Exercise brief —
With nothing added and nothing dropped, copy the entire listing.

········

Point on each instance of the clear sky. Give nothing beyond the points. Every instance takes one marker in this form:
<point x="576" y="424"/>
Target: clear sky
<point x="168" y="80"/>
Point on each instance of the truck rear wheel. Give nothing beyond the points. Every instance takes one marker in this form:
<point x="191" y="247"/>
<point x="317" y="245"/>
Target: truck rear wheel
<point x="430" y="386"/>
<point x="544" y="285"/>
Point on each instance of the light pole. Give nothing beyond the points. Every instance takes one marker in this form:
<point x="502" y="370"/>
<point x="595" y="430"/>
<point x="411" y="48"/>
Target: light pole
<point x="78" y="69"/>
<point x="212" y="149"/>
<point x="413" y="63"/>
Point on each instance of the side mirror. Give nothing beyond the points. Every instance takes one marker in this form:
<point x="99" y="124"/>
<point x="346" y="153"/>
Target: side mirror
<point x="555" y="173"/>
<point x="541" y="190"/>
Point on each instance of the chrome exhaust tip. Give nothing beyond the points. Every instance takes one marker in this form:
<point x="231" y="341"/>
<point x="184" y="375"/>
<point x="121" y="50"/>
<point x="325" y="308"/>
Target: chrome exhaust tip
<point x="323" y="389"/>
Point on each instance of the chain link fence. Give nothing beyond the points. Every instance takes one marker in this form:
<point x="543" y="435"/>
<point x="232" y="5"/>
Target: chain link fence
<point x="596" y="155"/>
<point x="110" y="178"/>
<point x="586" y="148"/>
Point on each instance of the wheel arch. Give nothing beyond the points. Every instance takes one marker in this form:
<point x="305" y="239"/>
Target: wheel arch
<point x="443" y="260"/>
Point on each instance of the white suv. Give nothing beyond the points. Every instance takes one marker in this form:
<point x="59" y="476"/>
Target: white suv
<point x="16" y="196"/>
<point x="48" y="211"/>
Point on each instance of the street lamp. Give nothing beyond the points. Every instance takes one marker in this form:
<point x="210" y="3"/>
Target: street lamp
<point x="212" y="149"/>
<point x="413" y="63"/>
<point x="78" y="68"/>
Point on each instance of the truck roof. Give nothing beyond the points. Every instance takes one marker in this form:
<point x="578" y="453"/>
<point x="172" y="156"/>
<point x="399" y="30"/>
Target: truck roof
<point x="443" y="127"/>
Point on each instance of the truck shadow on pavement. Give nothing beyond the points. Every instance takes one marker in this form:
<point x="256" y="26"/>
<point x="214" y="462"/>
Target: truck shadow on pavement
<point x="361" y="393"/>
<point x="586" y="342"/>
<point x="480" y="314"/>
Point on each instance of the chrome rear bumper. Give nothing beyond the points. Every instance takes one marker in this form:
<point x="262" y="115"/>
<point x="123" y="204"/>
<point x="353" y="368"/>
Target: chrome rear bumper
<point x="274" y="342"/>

········

Answer space —
Point on each instance of the clear sky. Give nothing beyond the points. Every instance takes one marker in this form:
<point x="576" y="424"/>
Target: clear sky
<point x="168" y="80"/>
Point on each instance of the truck rear wheel. Give nothing beyond the points. Every instance takes one marker in this form:
<point x="191" y="247"/>
<point x="317" y="245"/>
Target: truck rear wheel
<point x="430" y="386"/>
<point x="544" y="285"/>
Point on each instance of the light pole. Give nothing beyond the points. Every instance takes one marker in this form:
<point x="502" y="370"/>
<point x="595" y="430"/>
<point x="411" y="48"/>
Target: light pole
<point x="78" y="69"/>
<point x="212" y="149"/>
<point x="413" y="63"/>
Point on each instance of the side mirror. Give nothing beyond the points. Every instance takes one marker in this form:
<point x="99" y="124"/>
<point x="346" y="153"/>
Target: side mirror
<point x="555" y="173"/>
<point x="541" y="190"/>
Point on each instance of the chrome exhaust tip. Give nothing beyond the points. Every instance takes one marker in this form:
<point x="231" y="341"/>
<point x="184" y="375"/>
<point x="121" y="50"/>
<point x="325" y="308"/>
Target: chrome exhaust tip
<point x="323" y="389"/>
Point on each instance of the chain link fence. Give nothing beyond the points. Every instance takes one marker in this form:
<point x="543" y="435"/>
<point x="232" y="5"/>
Target: chain link fence
<point x="596" y="155"/>
<point x="110" y="178"/>
<point x="586" y="148"/>
Point on each instance of the wheel arch. Give nothing beyond the points. Every instance takes one marker in this form:
<point x="305" y="239"/>
Target: wheel arch
<point x="443" y="260"/>
Point on each instance of the white suv. Give nothing beyond the points. Every instance takes one marker in this form:
<point x="59" y="476"/>
Target: white suv
<point x="16" y="196"/>
<point x="48" y="211"/>
Point on each instance of the street lamp. Give nothing beyond the points. Every instance takes one marker in this form:
<point x="210" y="3"/>
Target: street lamp
<point x="212" y="149"/>
<point x="413" y="63"/>
<point x="78" y="68"/>
Point on each instance of the truck roof. Give nothing beyond the points. Every instance takes one marker in this form:
<point x="578" y="453"/>
<point x="172" y="156"/>
<point x="399" y="30"/>
Target: truck roof
<point x="443" y="127"/>
Point on each instance of the truck shadow on pavement. Give nothing beyond the points. Every instance takes one marker in this form:
<point x="256" y="26"/>
<point x="214" y="462"/>
Target: truck shadow on pavement
<point x="361" y="393"/>
<point x="586" y="342"/>
<point x="480" y="314"/>
Point on each instance of the chrome rear bumper. Give nothing beyond the points. Every instance takes one marker in this form:
<point x="262" y="115"/>
<point x="123" y="204"/>
<point x="353" y="368"/>
Target: chrome rear bumper
<point x="274" y="342"/>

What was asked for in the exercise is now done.